* Task to complete *
Rewrite the listing below as a numbered list with blank lines left out, starting at the line that contains "output [[592, 398]]." and stopping after the line that contains "[[559, 79]]". Include nothing outside that span.

* Material provided *
● ● ● ● ● ● ●

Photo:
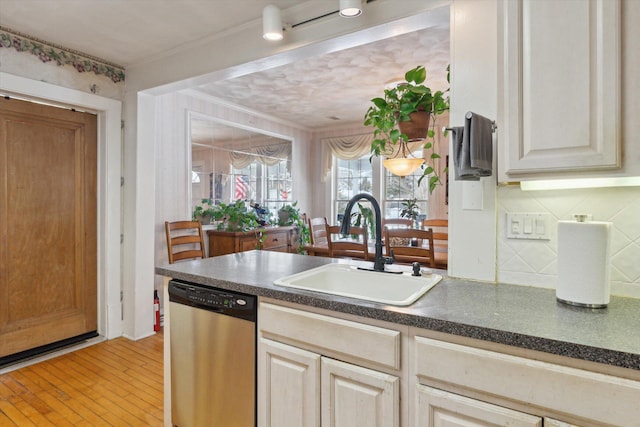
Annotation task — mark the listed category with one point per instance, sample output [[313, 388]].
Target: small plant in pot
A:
[[407, 113], [204, 211], [410, 210], [235, 216], [290, 215]]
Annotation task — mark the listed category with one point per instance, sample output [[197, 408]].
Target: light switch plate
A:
[[528, 226]]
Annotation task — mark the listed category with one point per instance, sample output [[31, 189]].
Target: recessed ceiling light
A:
[[350, 8]]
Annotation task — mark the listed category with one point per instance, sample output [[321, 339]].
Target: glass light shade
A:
[[271, 23], [350, 8], [402, 166]]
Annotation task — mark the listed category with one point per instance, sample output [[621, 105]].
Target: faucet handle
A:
[[390, 259], [416, 269]]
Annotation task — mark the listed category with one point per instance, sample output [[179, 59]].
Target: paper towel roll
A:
[[584, 263]]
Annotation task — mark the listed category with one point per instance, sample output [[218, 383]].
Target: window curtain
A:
[[267, 155], [349, 148], [345, 148]]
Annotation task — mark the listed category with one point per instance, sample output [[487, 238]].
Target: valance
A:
[[349, 148], [267, 155]]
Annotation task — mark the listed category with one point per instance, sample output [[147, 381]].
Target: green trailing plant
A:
[[235, 216], [290, 215], [396, 106]]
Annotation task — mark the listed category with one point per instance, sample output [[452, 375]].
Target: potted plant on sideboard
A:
[[405, 113], [290, 215], [235, 216]]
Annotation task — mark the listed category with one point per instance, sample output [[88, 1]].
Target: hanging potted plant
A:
[[407, 113]]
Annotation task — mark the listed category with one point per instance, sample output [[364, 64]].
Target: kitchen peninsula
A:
[[490, 348]]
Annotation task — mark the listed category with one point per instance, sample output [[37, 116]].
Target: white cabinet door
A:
[[356, 396], [559, 82], [288, 386], [438, 408]]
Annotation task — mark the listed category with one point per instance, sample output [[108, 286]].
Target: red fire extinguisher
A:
[[156, 310]]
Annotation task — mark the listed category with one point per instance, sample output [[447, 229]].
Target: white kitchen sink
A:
[[348, 281]]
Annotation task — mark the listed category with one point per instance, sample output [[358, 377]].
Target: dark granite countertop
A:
[[520, 316]]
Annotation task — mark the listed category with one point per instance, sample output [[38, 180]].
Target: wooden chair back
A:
[[399, 241], [184, 240], [319, 232], [352, 246], [440, 228]]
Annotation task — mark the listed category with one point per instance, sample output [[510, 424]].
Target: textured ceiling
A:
[[314, 93], [336, 88]]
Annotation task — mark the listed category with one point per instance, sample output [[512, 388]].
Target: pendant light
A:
[[350, 8], [271, 23], [403, 163]]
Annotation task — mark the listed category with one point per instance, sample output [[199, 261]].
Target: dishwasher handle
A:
[[221, 301]]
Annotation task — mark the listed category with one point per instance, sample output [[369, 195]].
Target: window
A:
[[351, 177], [267, 185], [399, 190], [278, 185]]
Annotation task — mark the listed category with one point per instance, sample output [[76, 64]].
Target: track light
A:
[[350, 8], [271, 23]]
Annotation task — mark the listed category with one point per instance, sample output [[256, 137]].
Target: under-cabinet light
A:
[[565, 184]]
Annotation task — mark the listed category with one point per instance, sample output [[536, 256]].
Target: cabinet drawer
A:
[[559, 388], [330, 336], [275, 240]]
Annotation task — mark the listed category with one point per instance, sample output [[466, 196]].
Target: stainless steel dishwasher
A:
[[213, 356]]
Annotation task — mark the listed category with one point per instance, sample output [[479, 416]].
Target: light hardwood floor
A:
[[113, 383]]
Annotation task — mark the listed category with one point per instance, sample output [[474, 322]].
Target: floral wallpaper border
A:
[[47, 52]]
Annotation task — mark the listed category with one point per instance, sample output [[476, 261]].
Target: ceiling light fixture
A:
[[271, 23], [350, 8], [403, 163]]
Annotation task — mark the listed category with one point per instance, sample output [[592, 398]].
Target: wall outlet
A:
[[528, 226]]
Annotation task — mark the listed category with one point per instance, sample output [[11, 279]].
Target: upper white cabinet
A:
[[559, 79]]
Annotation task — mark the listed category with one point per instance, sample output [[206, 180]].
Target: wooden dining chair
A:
[[352, 246], [184, 240], [440, 229], [319, 232], [399, 240]]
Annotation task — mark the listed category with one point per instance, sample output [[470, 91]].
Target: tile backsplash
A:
[[534, 262]]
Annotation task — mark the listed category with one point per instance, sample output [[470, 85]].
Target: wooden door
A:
[[48, 237]]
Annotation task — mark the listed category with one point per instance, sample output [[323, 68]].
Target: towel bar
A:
[[469, 114]]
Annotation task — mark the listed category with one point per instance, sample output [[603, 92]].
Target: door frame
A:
[[109, 112]]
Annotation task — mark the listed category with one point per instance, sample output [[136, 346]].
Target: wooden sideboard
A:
[[280, 239]]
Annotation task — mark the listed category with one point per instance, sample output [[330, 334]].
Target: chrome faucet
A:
[[379, 261]]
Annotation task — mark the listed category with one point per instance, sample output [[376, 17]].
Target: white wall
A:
[[472, 231]]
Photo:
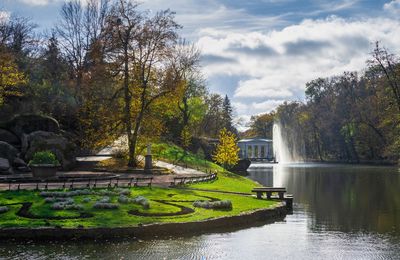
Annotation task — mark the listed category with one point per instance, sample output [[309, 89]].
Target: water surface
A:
[[340, 212]]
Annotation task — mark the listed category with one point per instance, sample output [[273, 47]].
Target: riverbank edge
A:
[[247, 219]]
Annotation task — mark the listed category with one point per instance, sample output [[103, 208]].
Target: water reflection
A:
[[340, 197], [340, 212]]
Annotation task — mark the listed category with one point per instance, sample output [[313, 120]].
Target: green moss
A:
[[120, 217], [227, 181]]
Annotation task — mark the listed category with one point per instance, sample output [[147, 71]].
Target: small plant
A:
[[140, 200], [4, 209], [105, 205], [86, 200], [222, 204], [44, 157]]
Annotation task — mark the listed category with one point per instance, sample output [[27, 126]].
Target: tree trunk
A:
[[127, 109]]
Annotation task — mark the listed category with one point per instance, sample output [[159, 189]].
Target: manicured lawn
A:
[[120, 217], [166, 205], [226, 181]]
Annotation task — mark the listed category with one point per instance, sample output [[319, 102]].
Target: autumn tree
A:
[[227, 150], [10, 77], [261, 125]]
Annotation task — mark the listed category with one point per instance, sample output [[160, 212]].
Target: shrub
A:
[[67, 204], [4, 209], [140, 200], [54, 199], [44, 157], [222, 204], [104, 200], [105, 205]]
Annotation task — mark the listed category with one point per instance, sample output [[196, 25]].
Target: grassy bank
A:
[[226, 181], [162, 202]]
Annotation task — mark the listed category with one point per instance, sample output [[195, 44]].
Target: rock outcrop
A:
[[64, 150], [8, 151], [26, 124], [9, 137], [5, 166]]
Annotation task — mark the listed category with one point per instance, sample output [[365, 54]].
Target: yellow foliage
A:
[[227, 150], [10, 77]]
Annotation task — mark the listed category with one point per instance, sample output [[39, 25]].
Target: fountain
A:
[[287, 145]]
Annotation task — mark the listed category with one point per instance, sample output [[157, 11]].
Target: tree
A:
[[10, 77], [227, 115], [227, 150], [261, 125], [389, 65], [80, 26]]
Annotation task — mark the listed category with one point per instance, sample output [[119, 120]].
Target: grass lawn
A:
[[226, 181], [166, 205], [120, 217]]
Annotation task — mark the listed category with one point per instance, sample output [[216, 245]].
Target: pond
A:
[[340, 212]]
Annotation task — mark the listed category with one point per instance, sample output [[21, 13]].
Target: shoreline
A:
[[156, 230]]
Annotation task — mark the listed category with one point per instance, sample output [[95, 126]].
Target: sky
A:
[[262, 52]]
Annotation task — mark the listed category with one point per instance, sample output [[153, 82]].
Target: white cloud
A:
[[392, 7], [37, 2], [275, 65], [4, 16]]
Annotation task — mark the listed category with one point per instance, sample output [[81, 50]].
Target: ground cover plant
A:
[[140, 205], [226, 181]]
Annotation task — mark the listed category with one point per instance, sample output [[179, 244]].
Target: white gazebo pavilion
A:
[[256, 149]]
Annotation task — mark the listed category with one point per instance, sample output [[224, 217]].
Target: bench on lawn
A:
[[269, 191], [178, 181], [143, 180]]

● ● ● ● ● ● ●

* Response for this exercise *
1. Annotation task — mark the listed category with one point per instance, sample output [[592, 398]].
2. Target: wall outlet
3. A:
4. [[528, 226]]
5. Annotation task — mark the listed category with one point per instance, sample output [[11, 279]].
6. Target: upper white cabinet
7. A:
8. [[559, 79]]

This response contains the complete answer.